Please reproduce the records exactly, leaving out any pictures.

Segment Start: Supplied records

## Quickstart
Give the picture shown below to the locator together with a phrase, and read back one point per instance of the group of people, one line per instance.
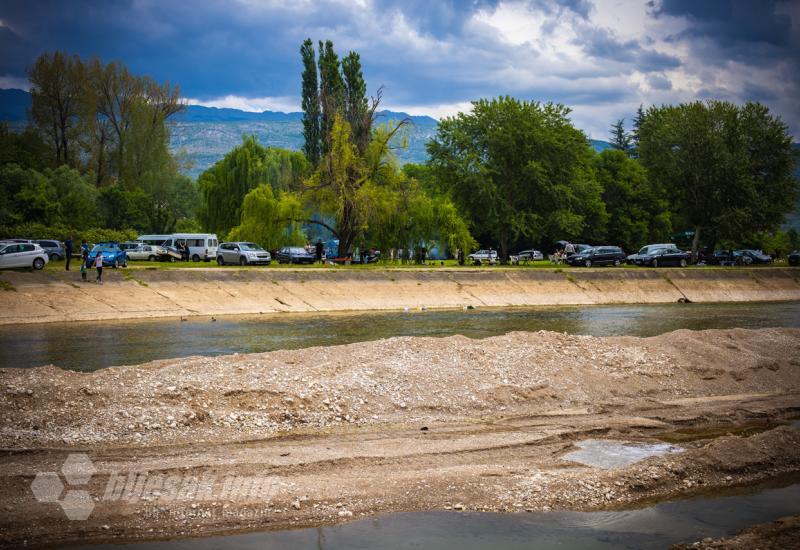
(97, 263)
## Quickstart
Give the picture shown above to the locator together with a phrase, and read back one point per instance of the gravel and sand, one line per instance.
(402, 424)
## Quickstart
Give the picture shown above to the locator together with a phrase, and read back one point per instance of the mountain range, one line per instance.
(203, 135)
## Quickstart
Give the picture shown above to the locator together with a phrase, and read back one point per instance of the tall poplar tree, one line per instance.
(331, 90)
(356, 108)
(310, 103)
(620, 140)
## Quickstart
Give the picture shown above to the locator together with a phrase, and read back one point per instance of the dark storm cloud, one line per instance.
(425, 52)
(748, 31)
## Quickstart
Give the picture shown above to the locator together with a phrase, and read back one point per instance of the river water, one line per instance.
(92, 345)
(654, 527)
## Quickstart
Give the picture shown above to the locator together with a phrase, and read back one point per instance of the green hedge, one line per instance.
(60, 232)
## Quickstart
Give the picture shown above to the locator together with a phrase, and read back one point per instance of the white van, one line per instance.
(202, 246)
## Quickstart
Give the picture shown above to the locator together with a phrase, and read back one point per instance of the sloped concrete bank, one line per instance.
(31, 297)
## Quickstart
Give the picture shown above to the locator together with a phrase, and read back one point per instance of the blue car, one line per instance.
(113, 255)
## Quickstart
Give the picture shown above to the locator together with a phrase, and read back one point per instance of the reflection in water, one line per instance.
(658, 526)
(93, 345)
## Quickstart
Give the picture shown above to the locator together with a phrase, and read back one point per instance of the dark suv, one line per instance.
(294, 255)
(598, 255)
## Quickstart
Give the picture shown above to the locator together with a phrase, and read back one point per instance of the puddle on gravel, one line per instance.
(608, 454)
(657, 526)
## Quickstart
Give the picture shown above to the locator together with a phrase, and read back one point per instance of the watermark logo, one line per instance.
(143, 487)
(77, 470)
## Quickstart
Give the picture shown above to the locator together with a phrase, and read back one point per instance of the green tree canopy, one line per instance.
(638, 212)
(519, 168)
(223, 186)
(728, 167)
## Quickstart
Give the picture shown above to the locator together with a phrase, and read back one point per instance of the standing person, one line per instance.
(98, 263)
(84, 260)
(68, 250)
(318, 250)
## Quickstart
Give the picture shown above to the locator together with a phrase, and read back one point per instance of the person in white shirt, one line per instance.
(98, 263)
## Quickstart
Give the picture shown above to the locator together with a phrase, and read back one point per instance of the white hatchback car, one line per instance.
(22, 255)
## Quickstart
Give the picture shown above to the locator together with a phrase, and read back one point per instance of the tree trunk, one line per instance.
(695, 243)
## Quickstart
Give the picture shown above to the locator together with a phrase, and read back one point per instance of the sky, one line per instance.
(602, 58)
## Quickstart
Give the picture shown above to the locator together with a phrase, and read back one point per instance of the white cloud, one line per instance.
(251, 104)
(10, 81)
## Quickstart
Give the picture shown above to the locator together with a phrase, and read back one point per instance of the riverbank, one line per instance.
(402, 424)
(41, 297)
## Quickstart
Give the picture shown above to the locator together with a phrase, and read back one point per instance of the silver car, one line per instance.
(242, 253)
(53, 248)
(22, 255)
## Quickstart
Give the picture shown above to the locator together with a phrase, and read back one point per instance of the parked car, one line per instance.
(112, 254)
(483, 257)
(724, 257)
(530, 256)
(581, 247)
(598, 255)
(22, 255)
(242, 253)
(756, 256)
(140, 251)
(665, 256)
(646, 250)
(53, 248)
(294, 255)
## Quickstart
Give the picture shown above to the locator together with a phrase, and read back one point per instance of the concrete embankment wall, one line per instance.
(31, 297)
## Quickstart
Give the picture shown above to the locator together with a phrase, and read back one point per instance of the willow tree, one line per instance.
(268, 218)
(728, 167)
(224, 185)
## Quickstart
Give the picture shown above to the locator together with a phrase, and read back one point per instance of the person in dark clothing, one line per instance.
(84, 260)
(318, 249)
(68, 250)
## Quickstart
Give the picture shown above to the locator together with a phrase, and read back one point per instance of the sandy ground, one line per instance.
(41, 297)
(781, 534)
(402, 424)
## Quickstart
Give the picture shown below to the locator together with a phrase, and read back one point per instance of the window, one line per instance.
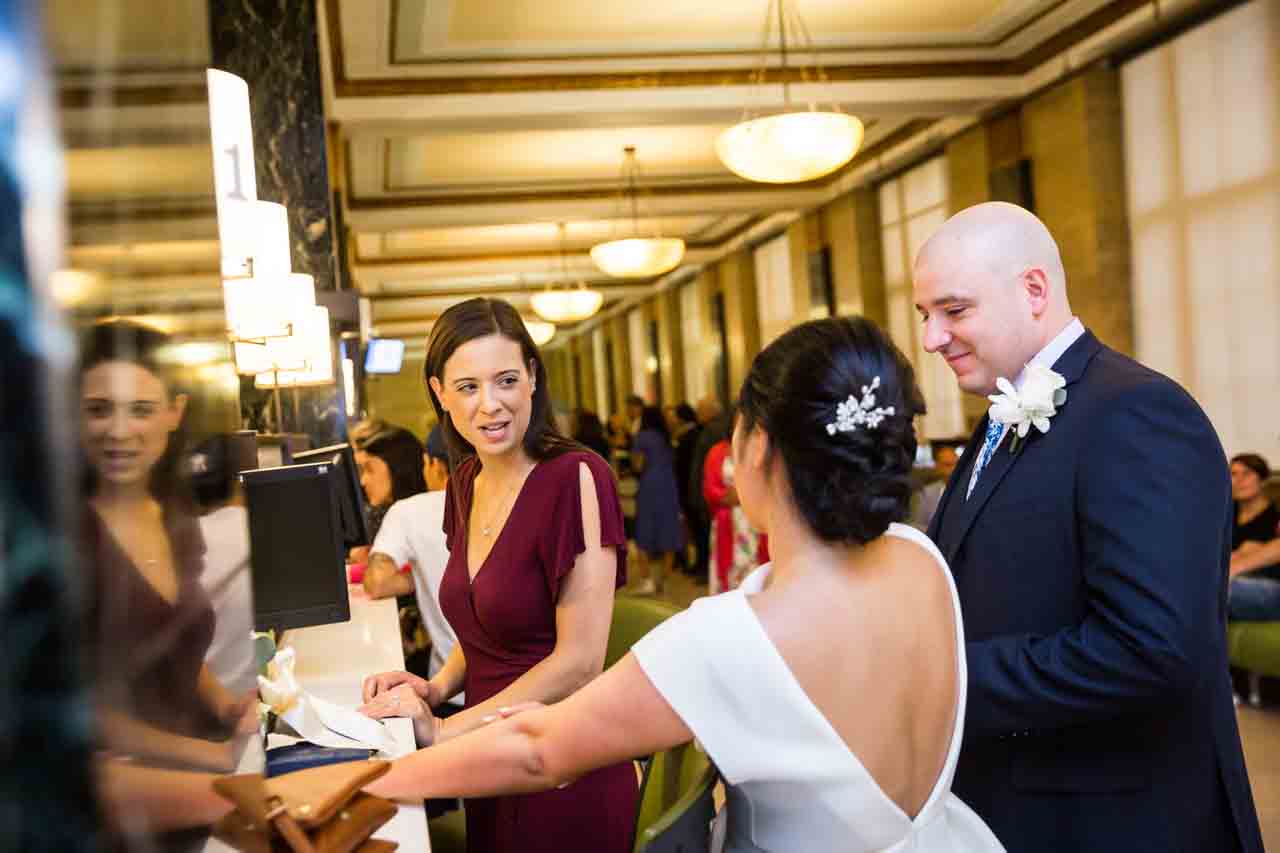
(1203, 179)
(912, 208)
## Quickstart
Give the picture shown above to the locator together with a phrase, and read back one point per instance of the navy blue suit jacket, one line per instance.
(1092, 576)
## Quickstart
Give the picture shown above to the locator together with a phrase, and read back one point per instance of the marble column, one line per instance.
(274, 45)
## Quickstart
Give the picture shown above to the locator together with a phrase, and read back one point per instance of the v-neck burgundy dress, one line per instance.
(506, 623)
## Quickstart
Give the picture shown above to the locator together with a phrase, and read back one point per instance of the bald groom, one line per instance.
(1091, 564)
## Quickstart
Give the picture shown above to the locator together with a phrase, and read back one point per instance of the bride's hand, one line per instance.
(403, 701)
(383, 683)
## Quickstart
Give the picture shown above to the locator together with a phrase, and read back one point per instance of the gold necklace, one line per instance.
(487, 529)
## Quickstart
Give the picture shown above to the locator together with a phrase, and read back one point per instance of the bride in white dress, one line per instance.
(828, 689)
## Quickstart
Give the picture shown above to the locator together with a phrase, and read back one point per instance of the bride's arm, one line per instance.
(616, 717)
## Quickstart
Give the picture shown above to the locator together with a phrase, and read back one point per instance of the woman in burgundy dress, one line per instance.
(536, 548)
(164, 723)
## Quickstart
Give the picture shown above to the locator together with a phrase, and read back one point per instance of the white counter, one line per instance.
(332, 662)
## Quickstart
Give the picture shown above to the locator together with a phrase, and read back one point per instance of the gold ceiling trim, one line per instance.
(462, 85)
(737, 187)
(415, 260)
(1011, 31)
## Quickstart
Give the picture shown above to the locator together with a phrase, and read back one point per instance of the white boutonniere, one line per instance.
(1042, 392)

Segment End: Supplied records

**Result**:
## Quickstart
Give the picture shown below to the locator together with a phrase, and read back one point per instance of the group of people, one line per instance.
(97, 263)
## Quickstart
Give the picture shown above to the locator together with a phrase, and read back one point per instance of the gravel and sand, one line per instance.
(402, 424)
## Quickstart
Give the picture shown above to the locator together with a phrase, and read back one point per instance of the mountain range, one line per instance.
(203, 135)
## Quickstart
Give the picture shown above to the locator together with a phrase, and read back one point per instance of the tall poplar tree, one line per instance.
(331, 90)
(356, 108)
(310, 103)
(620, 140)
## Quickstart
Give the picture shown above to the locator together with a phrase, and read back one point per instance of the dark storm cloud, one line per instance.
(425, 52)
(748, 31)
## Quickstart
Give the picture shown above to the locator together with a phrase, and read back one point per instance of the river water, one line per instance.
(92, 345)
(654, 527)
## Quickstart
Give the picture shown above to the locator together with a phrase, and read back one point per instance of the green hedge, one line per instance.
(60, 232)
## Quickstart
Give the picture shown above to the locator together with a phrase, and read back one point per instance of the white van, one line per instance.
(202, 246)
## Quickstart
Give the picture shown above to the locator together with a phrase, and read back one point per instance of the sloped concrete bank, one line per instance.
(31, 297)
## Quickstart
Give the picture shown above to the locator together with a phrase, and read back one point per instance of the blue car, one line per instance.
(113, 255)
## Quickstart
Give the picture shown above to the locator together with a phrase, and read back one point per instance of the reflection in water, one line per instance.
(658, 526)
(93, 345)
## Quickstart
Give the picture shown above to the locator together with a phrase, and read back one point per instance of the dark suv, one line per instance.
(294, 255)
(598, 255)
## Quickstart
Give the picture shown above to the locator together with a phrase, and read back one point per instance of the puddle on gravel, one line per instance.
(608, 454)
(657, 526)
## Quickstart
Give the picture shown above to the locator together with a phrase, and read back one point per instance of the watermark logo, one line per instance.
(143, 487)
(77, 470)
## Quickstart
Give the picture shown above to the locator together with a phrase, and read back one point per instance of the green tree canopy, one line per instance.
(638, 212)
(519, 168)
(223, 186)
(728, 167)
## Quickstart
Give the picture shown above to the locator together with a phrase, and read back one point per instance of the standing person, one line per instance.
(98, 263)
(84, 260)
(68, 250)
(318, 250)
## Quickstart
Give the picture shown above to the locator together with a phrase, and read back one point per instance of the person in white shirt, one line per instance.
(98, 263)
## Quickstart
Give the picture shown above to the locator together with a phrase, and read back one point per instance of the white hatchback car, one line per instance.
(22, 255)
## Quickstart
Give the picture shown above to the locator together with a phrase, and read back one point per instance of the tree trunk, one line per instance.
(695, 243)
## Quickstart
Give the picture shown above to the locator together with a phrase, and read back one point per instance of the sky, one line per instance.
(602, 58)
## Quickstart
Give the picture shown above to the locator together with a phrase, and read back one point per instance of the white cloud, one line per instance.
(251, 104)
(10, 81)
## Quickstart
Give the picture shown above to the locator together with a phrase, and read back one point per instance of the riverbank, one line per instance.
(402, 424)
(41, 297)
## Quickstart
Give the picture shown above to the locator together with a phrase, and read back one point per instance of the silver car, one line per instance.
(242, 253)
(53, 248)
(22, 255)
## Quickstart
Give the picture shown above to the locator together with a phrase, and read back one point per instance of the parked car, one line per instance.
(112, 254)
(483, 257)
(724, 257)
(530, 256)
(581, 247)
(598, 255)
(22, 255)
(242, 253)
(756, 256)
(140, 251)
(665, 256)
(646, 250)
(53, 248)
(294, 255)
## Quickstart
Give the picture shown above to the locator together with a phrase, and read back one point per instance of the concrete embankment wall, one line per instance.
(31, 297)
## Quickstart
Give the picture shown above to the locator together with a phrase, and read back one point per instance of the willow tree, one line per instance.
(268, 218)
(728, 167)
(224, 185)
## Quickstart
Give the picture shown above to the locator together with a phrase, and read back one point per instance of the person in dark clothing, one line per instance.
(84, 260)
(318, 249)
(68, 250)
## Quickstart
Give the picture shown above to the locator together with a phrase, and read back one point per instance of the sandy ground, one line per instance.
(41, 297)
(781, 534)
(402, 424)
## Quickstart
Give the picture shown below to the locator together with a phrase, and read back one point per instance of the window, one line per instance.
(1203, 179)
(912, 208)
## Quickstart
Give the picture shown above to the locator together with a phrase, and read back one point per instance of the navy blue suit jacket, one line per instance.
(1092, 576)
## Quickstart
Give the picture shown above to the locator together with a phrase, and read back one point per instance of the marble column, one line per instance.
(274, 45)
## Quickstart
Give the picture shown above to the locator together with a phrase, and read back one point per instance of the v-neck burgundy dress, one line per instance.
(506, 623)
## Quickstart
Give the picture shown above to the locator together with a phrase, and read back one point per instance of the bald groom, one line per instance.
(1091, 564)
## Quickstart
Give the picture shown above to the locator together with a phrase, and read back one point per instance of the bride's hand, one line per instance.
(403, 701)
(383, 683)
## Quickstart
Give the picture shown above to the locator together with a phrase, and read back one point per instance of the gold necklace, one line per instance.
(487, 529)
## Quickstart
Give the picture shown above to the locator together with a phrase, and read back one point per instance of the bride in white dress, one line per instance.
(828, 689)
## Quickstart
Give the picture shown above to the locator together with a phrase, and read back one point per instance of the bride's arm, one line per instance.
(616, 717)
## Quickstart
Give the picture shown above to the locator together with a phrase, and read back one point per instance of the woman in burgundy dress, one line per instance.
(536, 548)
(164, 723)
## Quickstart
Give the picture shown above to the locator together with a phrase, and read back one point per instance of the white counter, one line per instance.
(332, 662)
## Quickstart
Give the picture shown above to the locator together with a phrase, and read back one point per instance of the gold ceiling trim, one line per instance.
(462, 85)
(737, 187)
(415, 260)
(1011, 31)
## Quickstart
Give the picture shown above to the locator together with a phrase, and read back one point per instance of the white boutonniere, one line per instance.
(1042, 392)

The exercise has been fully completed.